*WRITTEN EXERCISE*:
Copy the following lines word for word, keeping every character as it appears.

*MATERIAL PROVIDED*:
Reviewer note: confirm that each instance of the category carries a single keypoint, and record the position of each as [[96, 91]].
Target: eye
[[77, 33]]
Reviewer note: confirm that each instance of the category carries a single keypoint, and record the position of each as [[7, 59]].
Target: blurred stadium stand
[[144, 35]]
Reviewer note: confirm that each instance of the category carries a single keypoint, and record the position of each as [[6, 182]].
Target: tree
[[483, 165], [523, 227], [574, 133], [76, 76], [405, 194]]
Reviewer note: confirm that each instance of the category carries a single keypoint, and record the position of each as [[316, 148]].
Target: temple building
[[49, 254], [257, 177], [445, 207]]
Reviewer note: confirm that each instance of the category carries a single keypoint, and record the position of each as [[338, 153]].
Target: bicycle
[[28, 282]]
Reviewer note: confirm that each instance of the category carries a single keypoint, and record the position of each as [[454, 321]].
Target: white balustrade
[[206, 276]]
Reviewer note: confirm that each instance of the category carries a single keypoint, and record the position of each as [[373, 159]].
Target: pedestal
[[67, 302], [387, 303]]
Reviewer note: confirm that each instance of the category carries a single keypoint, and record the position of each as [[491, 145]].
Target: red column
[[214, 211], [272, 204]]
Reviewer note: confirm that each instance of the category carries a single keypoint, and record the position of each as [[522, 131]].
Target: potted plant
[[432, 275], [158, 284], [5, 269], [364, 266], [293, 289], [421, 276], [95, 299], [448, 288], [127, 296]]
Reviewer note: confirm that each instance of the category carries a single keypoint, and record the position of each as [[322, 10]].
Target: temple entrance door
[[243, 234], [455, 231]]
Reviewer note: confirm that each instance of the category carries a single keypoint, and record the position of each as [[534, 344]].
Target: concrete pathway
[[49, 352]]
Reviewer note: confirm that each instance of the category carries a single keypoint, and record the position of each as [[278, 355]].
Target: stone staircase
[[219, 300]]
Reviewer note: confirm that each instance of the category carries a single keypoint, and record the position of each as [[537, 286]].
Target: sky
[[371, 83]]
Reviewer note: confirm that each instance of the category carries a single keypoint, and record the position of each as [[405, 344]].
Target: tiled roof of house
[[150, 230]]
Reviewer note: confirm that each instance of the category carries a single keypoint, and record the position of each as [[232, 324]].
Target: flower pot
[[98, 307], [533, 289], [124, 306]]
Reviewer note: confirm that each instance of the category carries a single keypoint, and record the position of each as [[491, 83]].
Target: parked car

*FINISHED ANSWER*:
Reviewer note: confirm that each instance of the category carries a single keypoint, and record the position of each as [[96, 91]].
Target: eye
[[77, 33]]
Reviewer note: confirm that each instance of the category carries a single keypoint, and record the position of each as [[7, 59]].
Target: blurred stadium stand
[[144, 35]]
Reviewer note: confirm that each instance of the category carries a single keypoint, and record the position of each as [[6, 182]].
Target: tree
[[483, 165], [523, 227], [574, 133], [76, 76], [405, 194]]
Reviewer note: confirm that each instance of the category carries a single keypoint, and record the position of each as [[316, 148]].
Target: temple building
[[49, 254], [257, 177], [445, 207]]
Reviewer note: confirm that each instance of the category carries a single keypoint, and record the position of each as [[338, 153]].
Target: bicycle
[[28, 282]]
Reviewer note: confirm that each instance of the category carries a single keypoint, and record the position of each as [[454, 321]].
Target: white balustrade
[[206, 276]]
Reviewer note: confirm that each instance of the category carries a single keypoint, and record the position of each as [[373, 159]].
Target: pedestal
[[67, 302], [387, 303]]
Reviewer note: confirm that each instance of the category carries a single keypoint, and record the position of each as [[491, 145]].
Target: red column
[[214, 211], [272, 204]]
Reviewer note: confirm that each instance of the category carries a single keypoint, and record the position of each as [[522, 131]].
Target: potted plant
[[432, 275], [158, 284], [5, 269], [364, 266], [293, 289], [421, 276], [95, 299], [448, 288], [127, 296]]
Reviewer note: confirm that each instance of the category carries a single keypoint, and record the position of each as [[322, 10]].
Target: temple entrance door
[[243, 234], [455, 231]]
Reviewer note: confirm that each instance of the category carries a single keypoint, and record the position of each as [[534, 344]].
Target: concrete pathway
[[49, 352]]
Reviewer note: confirm that each instance of the category carries a single keypoint, and record the position of each as [[278, 355]].
Target: stone staircase
[[219, 300]]
Reviewer note: confirm that each instance of the category carries a single keypoint, and record the position of each as [[537, 286]].
Target: sky
[[371, 83]]
Reviewer note: confirm that each instance of the category carries a single keypoint, and record the position of each as [[405, 344]].
Target: tiled roof of house
[[150, 230]]
Reviewer note: confirm that each instance of the category carries a single keypoint, and record the position of each as [[232, 324]].
Target: flower pot
[[98, 307], [533, 289], [124, 306]]
Reviewer note: confirm that each instance of the category carries a single keypoint, and record the position of each as [[491, 83]].
Target: parked car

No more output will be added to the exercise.